WRITTEN PROBLEM — Emit the entire listing verbatim.
** BEGIN THE DATA **
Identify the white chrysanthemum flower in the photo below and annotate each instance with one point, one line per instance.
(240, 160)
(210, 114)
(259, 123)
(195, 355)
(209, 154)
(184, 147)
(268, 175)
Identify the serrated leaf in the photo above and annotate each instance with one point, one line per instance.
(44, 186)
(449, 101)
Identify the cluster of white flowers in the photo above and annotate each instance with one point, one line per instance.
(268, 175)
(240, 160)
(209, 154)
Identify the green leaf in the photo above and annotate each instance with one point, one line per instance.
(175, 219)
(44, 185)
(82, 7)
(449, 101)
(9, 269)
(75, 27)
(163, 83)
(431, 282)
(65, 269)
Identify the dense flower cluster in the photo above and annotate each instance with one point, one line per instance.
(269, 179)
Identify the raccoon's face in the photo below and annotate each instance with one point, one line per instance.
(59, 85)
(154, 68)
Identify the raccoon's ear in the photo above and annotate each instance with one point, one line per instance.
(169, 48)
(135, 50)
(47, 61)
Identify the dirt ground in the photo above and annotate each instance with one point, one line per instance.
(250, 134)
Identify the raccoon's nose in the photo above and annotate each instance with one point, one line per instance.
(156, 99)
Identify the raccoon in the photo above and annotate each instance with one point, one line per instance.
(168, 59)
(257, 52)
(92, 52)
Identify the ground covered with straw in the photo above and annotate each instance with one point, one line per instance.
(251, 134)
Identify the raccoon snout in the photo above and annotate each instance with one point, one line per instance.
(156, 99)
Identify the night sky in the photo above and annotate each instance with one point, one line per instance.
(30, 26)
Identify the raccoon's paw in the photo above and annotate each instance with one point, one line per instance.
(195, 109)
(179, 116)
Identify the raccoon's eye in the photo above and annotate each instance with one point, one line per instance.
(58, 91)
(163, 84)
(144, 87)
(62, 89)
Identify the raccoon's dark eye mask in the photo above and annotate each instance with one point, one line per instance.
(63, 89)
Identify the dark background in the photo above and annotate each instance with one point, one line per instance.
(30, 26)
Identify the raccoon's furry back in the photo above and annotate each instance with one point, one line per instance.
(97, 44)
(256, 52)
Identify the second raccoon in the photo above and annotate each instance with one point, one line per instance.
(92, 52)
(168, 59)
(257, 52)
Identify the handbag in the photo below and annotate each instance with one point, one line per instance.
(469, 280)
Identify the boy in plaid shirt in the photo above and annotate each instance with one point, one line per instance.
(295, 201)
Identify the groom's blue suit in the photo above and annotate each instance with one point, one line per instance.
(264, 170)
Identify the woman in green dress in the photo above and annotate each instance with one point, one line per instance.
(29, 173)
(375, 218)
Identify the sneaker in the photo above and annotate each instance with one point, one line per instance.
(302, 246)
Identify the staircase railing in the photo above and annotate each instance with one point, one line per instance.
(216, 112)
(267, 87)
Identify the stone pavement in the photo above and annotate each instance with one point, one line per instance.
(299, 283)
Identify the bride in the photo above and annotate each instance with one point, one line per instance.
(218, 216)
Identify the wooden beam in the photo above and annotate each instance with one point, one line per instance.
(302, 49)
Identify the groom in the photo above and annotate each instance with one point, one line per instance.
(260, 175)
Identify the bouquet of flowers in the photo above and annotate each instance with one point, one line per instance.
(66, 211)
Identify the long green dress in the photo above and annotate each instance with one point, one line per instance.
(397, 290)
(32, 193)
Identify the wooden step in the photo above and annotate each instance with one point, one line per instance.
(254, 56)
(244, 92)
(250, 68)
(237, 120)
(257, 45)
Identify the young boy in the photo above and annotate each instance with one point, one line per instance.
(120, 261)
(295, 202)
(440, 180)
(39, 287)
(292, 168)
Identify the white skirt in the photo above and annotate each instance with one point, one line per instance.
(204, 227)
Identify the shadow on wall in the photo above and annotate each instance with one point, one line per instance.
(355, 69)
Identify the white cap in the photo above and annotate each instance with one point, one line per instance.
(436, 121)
** END THE DATA **
OUTPUT OF THE TASK —
Identify the white chrysanthemum flower in the photo below and annotate each instance with one point, one line per instance.
(240, 160)
(210, 114)
(259, 123)
(195, 355)
(209, 154)
(184, 147)
(268, 175)
Identify the serrated leaf in the photo above and annotate each instance with one point, one line per instance.
(44, 186)
(449, 101)
Identify the cluster of white flowers in the photo above and annotate each instance with one point, one line per instance.
(268, 175)
(240, 160)
(209, 154)
Identify the green leaf in the photo above and annotate each instance with one point, one line per instance.
(175, 219)
(44, 185)
(82, 7)
(449, 101)
(9, 269)
(75, 27)
(163, 83)
(431, 282)
(65, 269)
Identify the dense flower cluster in the photo above and annotate each instance with one point, one line per instance.
(269, 179)
Identify the raccoon's face in the photo below and annotate each instance with one point, one line per instance.
(59, 85)
(154, 68)
Identify the raccoon's ear in the photo above and annotate each instance with one point, one line per instance.
(169, 48)
(135, 50)
(47, 61)
Identify the dirt ground in the photo above and annotate each instance with one point, one line per instance.
(250, 134)
Identify the raccoon's nose in the photo above and annotate each instance with one point, one line per instance.
(156, 99)
Identify the raccoon in the photo above and annotate each instance with one point, one line per instance.
(168, 59)
(257, 52)
(92, 52)
Identify the ground covered with straw in the photo above and annotate each instance with one point, one line per instance.
(251, 134)
Identify the raccoon snout in the photo above and annotate each instance with one point, one line per instance.
(156, 99)
Identify the night sky in the photo above and annotate each instance with one point, one line per instance.
(30, 26)
Identify the raccoon's paw in the photo above and annotate each instance with one point, one line per instance.
(195, 109)
(179, 116)
Identify the raccoon's eye in the photo above and annotate each instance with one point, one line per instance.
(58, 91)
(163, 84)
(144, 87)
(62, 89)
Identify the raccoon's dark eye mask in the photo above and annotate each instance with one point, one line per instance.
(63, 89)
Identify the dark background in the photo above and annotate each instance with one point, one line per instance.
(30, 26)
Identify the raccoon's furry back in the photo above and annotate each instance with one point, one line per instance.
(97, 44)
(256, 52)
Identify the second raccoon in the photo above and annotate each instance with one point, one line per instance.
(92, 52)
(168, 59)
(257, 52)
Identify the handbag in the photo below and annotate each instance with one point, one line per instance.
(469, 280)
Identify the boy in plaid shirt in the photo above and annotate each instance with one point, one line per instance.
(295, 201)
Identify the groom's blue suit in the photo above and annotate each instance with one point, one line per instance.
(264, 170)
Identify the woman in green dress in the photo above and annotate each instance with one point, one line per instance.
(29, 173)
(375, 218)
Identify the sneaker in the photo above and annotate each instance with one point, one line per instance.
(302, 246)
Identify the staircase railing in the photo above and annotate each instance with one point, one line per instance.
(216, 112)
(267, 87)
Identify the stone pavement in the photo above and annotate each instance with one point, one line per instance.
(299, 283)
Identify the bride in the photo above and annotate each instance with one point, one line per instance.
(218, 216)
Identify the wooden beam in the photo above and annotate each instance with one point, one line per instance.
(302, 49)
Identify the groom in the photo above and annotate each instance with one point, one line per instance.
(260, 175)
Identify the bouquet of flowers in the photo above and annotate each instance with one point, one line per instance.
(66, 211)
Identify the long green dress in the photo above and annotate each instance with one point, one line per instance.
(397, 290)
(32, 193)
Identify the wooden step in the photo above and annotate each instance with one point, one line per instance.
(254, 56)
(244, 92)
(250, 68)
(237, 120)
(257, 45)
Identify the young boy in the photo above and annotate each instance with one point, one line per instance.
(120, 261)
(295, 202)
(440, 180)
(39, 287)
(292, 168)
Identify the white skirt in the photo above and annotate each instance with one point, one line per instance.
(204, 227)
Identify the shadow on wall in the photo above and annotate each instance with one point, one line per instance.
(355, 69)
Identify the white cap in the photo above and annotate each instance with one point, one line per instance.
(436, 121)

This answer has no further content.